What you should do.
Repeat all of the records verbatim.

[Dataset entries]
■ ■ ■ ■

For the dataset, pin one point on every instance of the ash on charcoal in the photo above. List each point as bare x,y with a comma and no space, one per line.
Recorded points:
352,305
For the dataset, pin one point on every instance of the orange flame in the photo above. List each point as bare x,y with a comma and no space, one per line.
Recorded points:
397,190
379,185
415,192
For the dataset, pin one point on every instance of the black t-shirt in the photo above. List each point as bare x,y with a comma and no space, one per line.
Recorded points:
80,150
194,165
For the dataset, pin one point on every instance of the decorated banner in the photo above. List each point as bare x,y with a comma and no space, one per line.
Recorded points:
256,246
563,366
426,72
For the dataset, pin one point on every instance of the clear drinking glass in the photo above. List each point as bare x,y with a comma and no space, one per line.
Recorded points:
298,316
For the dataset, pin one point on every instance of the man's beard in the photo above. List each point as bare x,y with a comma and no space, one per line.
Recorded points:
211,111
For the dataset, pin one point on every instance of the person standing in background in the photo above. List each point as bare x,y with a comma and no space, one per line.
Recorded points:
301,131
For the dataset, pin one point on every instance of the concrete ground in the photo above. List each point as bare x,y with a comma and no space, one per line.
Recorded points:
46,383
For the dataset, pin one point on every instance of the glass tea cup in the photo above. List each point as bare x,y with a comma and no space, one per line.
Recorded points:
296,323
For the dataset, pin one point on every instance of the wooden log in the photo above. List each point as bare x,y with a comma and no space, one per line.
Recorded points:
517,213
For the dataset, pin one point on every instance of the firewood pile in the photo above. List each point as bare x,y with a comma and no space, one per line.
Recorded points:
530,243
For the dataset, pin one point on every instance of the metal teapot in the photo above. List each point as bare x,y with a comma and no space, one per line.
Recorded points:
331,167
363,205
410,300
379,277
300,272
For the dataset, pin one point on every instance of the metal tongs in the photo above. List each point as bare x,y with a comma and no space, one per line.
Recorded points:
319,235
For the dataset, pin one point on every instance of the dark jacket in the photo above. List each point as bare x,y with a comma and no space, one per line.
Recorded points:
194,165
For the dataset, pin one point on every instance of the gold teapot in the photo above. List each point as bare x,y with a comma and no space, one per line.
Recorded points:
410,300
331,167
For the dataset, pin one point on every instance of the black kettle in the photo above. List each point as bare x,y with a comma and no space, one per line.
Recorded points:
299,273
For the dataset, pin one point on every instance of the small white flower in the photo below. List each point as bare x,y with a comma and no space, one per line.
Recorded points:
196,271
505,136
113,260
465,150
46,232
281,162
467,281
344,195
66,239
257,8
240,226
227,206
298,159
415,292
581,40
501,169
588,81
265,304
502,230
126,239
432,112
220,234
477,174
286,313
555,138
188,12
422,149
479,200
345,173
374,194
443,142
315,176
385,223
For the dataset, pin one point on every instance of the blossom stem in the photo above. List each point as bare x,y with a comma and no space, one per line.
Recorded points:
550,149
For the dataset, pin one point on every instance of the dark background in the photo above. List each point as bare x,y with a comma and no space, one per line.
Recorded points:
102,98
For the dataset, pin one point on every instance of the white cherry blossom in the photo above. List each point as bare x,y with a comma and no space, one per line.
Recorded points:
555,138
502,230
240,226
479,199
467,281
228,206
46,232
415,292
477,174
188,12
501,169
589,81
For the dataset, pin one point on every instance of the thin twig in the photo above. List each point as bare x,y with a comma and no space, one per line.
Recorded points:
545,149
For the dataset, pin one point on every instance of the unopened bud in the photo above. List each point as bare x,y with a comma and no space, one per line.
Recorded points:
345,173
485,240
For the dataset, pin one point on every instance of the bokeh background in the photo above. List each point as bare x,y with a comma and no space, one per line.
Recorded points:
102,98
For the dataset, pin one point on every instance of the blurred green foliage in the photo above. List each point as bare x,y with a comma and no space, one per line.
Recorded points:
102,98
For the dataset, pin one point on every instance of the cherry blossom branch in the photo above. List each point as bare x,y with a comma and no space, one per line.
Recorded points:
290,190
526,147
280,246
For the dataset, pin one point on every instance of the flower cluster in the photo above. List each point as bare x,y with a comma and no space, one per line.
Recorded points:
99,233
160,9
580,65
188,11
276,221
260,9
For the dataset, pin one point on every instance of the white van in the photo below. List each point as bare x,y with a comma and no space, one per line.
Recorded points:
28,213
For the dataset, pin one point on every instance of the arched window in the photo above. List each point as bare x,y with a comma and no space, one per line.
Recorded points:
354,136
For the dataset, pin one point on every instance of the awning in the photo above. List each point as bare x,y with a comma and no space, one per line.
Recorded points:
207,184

■ ■ ■ ■

Output.
For the dataset, pin one point on every instance of the ash on charcoal in the photo above. List each point as bare x,y with a comma and no space, one per line.
Recorded points:
352,305
For the dataset, pin one point on every instance of the orange flame in the photo above. List each point as bare x,y with a comma and no space, one per line.
Recorded points:
397,190
379,185
415,192
For the dataset, pin one point on every instance of the black t-shirt in the photo above. List each point as bare x,y with a comma and no space, one per line.
Recorded points:
80,150
194,165
For the dataset, pin one point on every instance of the decorated banner in the photo above. List each point as bare x,y with a comma and no space, one per line.
Recorded points:
256,246
563,366
426,72
For the dataset, pin one point on every instance of the clear drinking glass in the photo above. List each point as bare x,y with a comma and no space, one per line.
Recorded points:
298,316
For the dataset, pin one point on every instance of the man's beard in the photo above. List each point as bare x,y with a comma and no space, one per line.
Recorded points:
211,111
For the dataset, pin one point on every instance of the person standing in background in the photo above. List each point as bare x,y with a comma and no space, one per line.
Recorded points:
301,131
For the dataset, pin one point on every instance of the concrete ground in the photo above. List each point as bare x,y with a comma and no space, one per line.
Recorded points:
46,383
For the dataset, pin one point on every instance of the glass tea cup in the photo above. List each point as bare x,y with a comma and no space, one per line.
Recorded points:
296,323
For the dataset, pin one point on every instance of the wooden log in the photo above. List each point as bare x,y with a comma and no space, one per line.
Recorded points:
517,213
For the dataset, pin one point on every instance of the firewood pile in the photo above. List each point as bare x,y with a comma and no space, one per line.
Recorded points:
530,243
For the dataset, pin one point on every instance of the metal teapot in the photo above. List each point as bare x,y with a comma and no space, one per line.
Recorded points:
331,167
363,205
410,300
379,277
300,272
For the dataset, pin one point on every instance of the metal tongs in the photo above. List each point as bare x,y with a comma and no space, one per line.
Recorded points:
319,235
For the dataset, pin one point on every instance of the dark jacket in the photo above. List each point as bare x,y with a comma and no space, one per line.
Recorded points:
194,165
For the dataset, pin one point on every instance of the gold teapot in the photo above. List each point as bare x,y with a comma and no space, one per line.
Recorded points:
410,300
331,167
For the dataset, pin one point on every instance of the black kettle in the photo above. List each point as bare x,y with a comma and no space, one per line.
Recorded points:
299,273
For the dataset, pin one point on every instance of the small white flower in the photo below. List each point as bare x,y with a comma and no space, one per line.
Recorded points:
196,271
505,136
113,260
465,150
46,232
281,162
467,281
344,195
66,239
257,8
240,226
227,206
298,159
415,292
581,40
501,169
588,81
265,304
502,230
126,239
432,112
220,234
477,174
286,313
555,138
188,12
422,149
479,200
345,173
374,194
443,142
315,176
385,223
For the dataset, pin one point on every instance of the blossom stem in the photo above. List each point as bare x,y with a comma and no space, one per line.
Recorded points:
550,149
For the dataset, pin one point on every instance of the dark background in the photo above. List each point as bare x,y with a comma and no space, one per line.
Recorded points:
102,98
For the dataset, pin one point on every instance of the white cherry blossom in the photo above. List each point as bare x,y with a comma and no space, one per line.
Recorded points:
555,138
502,230
240,226
479,199
467,281
228,206
46,232
415,292
477,174
188,12
501,169
589,81
For the dataset, pin one point on every instance of the thin twig in the photo above. List each point as bare x,y with a comma and no space, one per line.
Recorded points:
545,149
For the dataset, pin one point on every instance of the unopened bud in the photo above. List each point as bare x,y with a comma and no space, one per line.
Recorded points:
345,173
485,240
For the dataset, pin one point on every instance of the bokeh background in the photo above. List each point as bare x,y with a comma and no space, one per line.
Recorded points:
102,98
For the dataset, pin one point on every instance of the blurred green foliage in the photo above. List each point as bare x,y with a comma and no space, one per line.
Recorded points:
102,98
For the dataset, pin one point on every instance of the cherry blossom branch in the photo above. List each point as bare x,y with a comma and no space, one per line.
Recorded points:
290,190
526,147
280,246
For the dataset, pin one point on every instance of the flower cluster in the photo above. List each point as bare x,y with a comma and no space, one per line.
Recorded points:
99,233
160,9
580,65
188,11
276,221
260,9
For the dataset, pin one point on every instance of the white van in the photo below. List each point as bare x,y with a comma and no space, one per line.
Recorded points:
28,213
For the dataset, pin one point on every instance of the arched window in the photo above. List each point as bare x,y with a comma and no space, one per line.
Recorded points:
354,136
For the dataset, pin one point on every instance of the awning in the photo above. List each point as bare x,y with a comma and no space, one per line.
Recorded points:
207,184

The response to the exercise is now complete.